** THE DATA **
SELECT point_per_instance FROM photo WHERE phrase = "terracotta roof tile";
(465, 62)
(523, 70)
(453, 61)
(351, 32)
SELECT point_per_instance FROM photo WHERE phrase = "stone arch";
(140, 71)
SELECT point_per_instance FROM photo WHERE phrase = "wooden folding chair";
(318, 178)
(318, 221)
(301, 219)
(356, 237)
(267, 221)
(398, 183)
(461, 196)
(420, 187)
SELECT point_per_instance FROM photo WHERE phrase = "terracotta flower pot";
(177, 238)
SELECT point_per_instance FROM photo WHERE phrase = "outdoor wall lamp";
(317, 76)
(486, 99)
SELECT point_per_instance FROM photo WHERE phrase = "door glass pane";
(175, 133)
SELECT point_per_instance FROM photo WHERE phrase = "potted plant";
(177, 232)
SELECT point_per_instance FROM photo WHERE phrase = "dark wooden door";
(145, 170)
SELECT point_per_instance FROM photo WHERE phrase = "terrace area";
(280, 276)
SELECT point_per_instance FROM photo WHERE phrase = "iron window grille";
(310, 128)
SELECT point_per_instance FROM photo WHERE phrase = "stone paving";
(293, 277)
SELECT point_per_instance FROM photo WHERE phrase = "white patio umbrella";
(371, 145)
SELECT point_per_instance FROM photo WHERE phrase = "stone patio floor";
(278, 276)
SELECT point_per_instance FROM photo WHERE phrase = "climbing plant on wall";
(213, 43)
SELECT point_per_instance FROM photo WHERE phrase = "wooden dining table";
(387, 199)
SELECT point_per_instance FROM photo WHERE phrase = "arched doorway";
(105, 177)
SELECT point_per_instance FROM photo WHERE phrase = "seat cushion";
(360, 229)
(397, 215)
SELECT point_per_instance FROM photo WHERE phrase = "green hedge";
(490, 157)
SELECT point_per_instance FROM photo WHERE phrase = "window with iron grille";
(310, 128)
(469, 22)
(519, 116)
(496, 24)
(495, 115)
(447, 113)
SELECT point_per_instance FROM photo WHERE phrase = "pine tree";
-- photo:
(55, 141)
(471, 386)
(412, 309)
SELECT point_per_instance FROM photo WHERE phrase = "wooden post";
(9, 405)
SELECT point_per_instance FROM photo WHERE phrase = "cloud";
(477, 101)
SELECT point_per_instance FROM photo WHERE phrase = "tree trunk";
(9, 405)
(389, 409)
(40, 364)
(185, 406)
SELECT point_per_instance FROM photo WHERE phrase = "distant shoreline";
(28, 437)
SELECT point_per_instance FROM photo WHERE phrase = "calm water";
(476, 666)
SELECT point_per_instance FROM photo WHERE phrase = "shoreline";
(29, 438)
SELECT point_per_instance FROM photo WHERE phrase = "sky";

** ACTIVITY **
All of the data above is to be given again, word for word.

** ANSWER FOR THE TASK **
SELECT point_per_instance FROM photo WHERE phrase = "terracotta roof tile";
(465, 62)
(523, 70)
(453, 61)
(351, 32)
SELECT point_per_instance FROM photo WHERE phrase = "stone arch";
(140, 71)
SELECT point_per_instance FROM photo WHERE phrase = "wooden folding chair";
(318, 178)
(318, 221)
(301, 219)
(356, 237)
(267, 221)
(398, 183)
(461, 196)
(420, 187)
SELECT point_per_instance FROM photo WHERE phrase = "terracotta flower pot";
(177, 238)
SELECT point_per_instance FROM photo WHERE phrase = "outdoor wall lamp";
(317, 76)
(486, 99)
SELECT point_per_instance FROM photo WHERE phrase = "door glass pane";
(175, 133)
SELECT point_per_instance FROM photo WHERE phrase = "potted plant";
(177, 232)
SELECT point_per_instance FROM photo WHERE phrase = "dark wooden door";
(145, 170)
SELECT point_per_instance FROM photo WHERE phrase = "terrace area";
(280, 276)
SELECT point_per_instance FROM photo WHERE phrase = "iron window grille";
(310, 128)
SELECT point_per_instance FROM photo WHERE phrase = "stone paving";
(293, 277)
SELECT point_per_instance FROM photo WHERE phrase = "white patio umbrella";
(371, 145)
SELECT point_per_instance FROM photo WHERE phrase = "stone patio floor";
(278, 276)
SELECT point_per_instance FROM photo WHERE phrase = "climbing plant on wall";
(213, 43)
SELECT point_per_instance FROM photo WHERE phrase = "wooden dining table";
(387, 199)
SELECT point_per_instance FROM photo WHERE phrase = "arched doorway";
(105, 177)
SELECT point_per_instance FROM photo WHERE phrase = "seat cushion";
(360, 229)
(397, 215)
SELECT point_per_instance FROM photo WHERE phrase = "green hedge";
(490, 157)
SELECT point_per_instance FROM photo WHERE phrase = "window with iron grille";
(310, 128)
(469, 22)
(519, 116)
(496, 24)
(495, 115)
(447, 113)
SELECT point_per_instance FROM photo WHERE phrase = "pine tree";
-- photo:
(55, 141)
(471, 386)
(412, 309)
SELECT point_per_instance FROM photo WHERE phrase = "wooden post";
(9, 405)
SELECT point_per_instance FROM photo WHERE phrase = "cloud";
(477, 101)
SELECT point_per_instance FROM photo WHERE phrase = "tree trunk";
(9, 405)
(389, 409)
(40, 364)
(185, 406)
SELECT point_per_instance FROM photo WHERE phrase = "distant shoreline";
(28, 437)
SELECT point_per_instance FROM photo WHERE phrase = "calm water";
(476, 666)
SELECT point_per_instance FROM photo WHERE phrase = "shoreline";
(29, 438)
SELECT point_per_instance FROM photo WHERE phrase = "sky";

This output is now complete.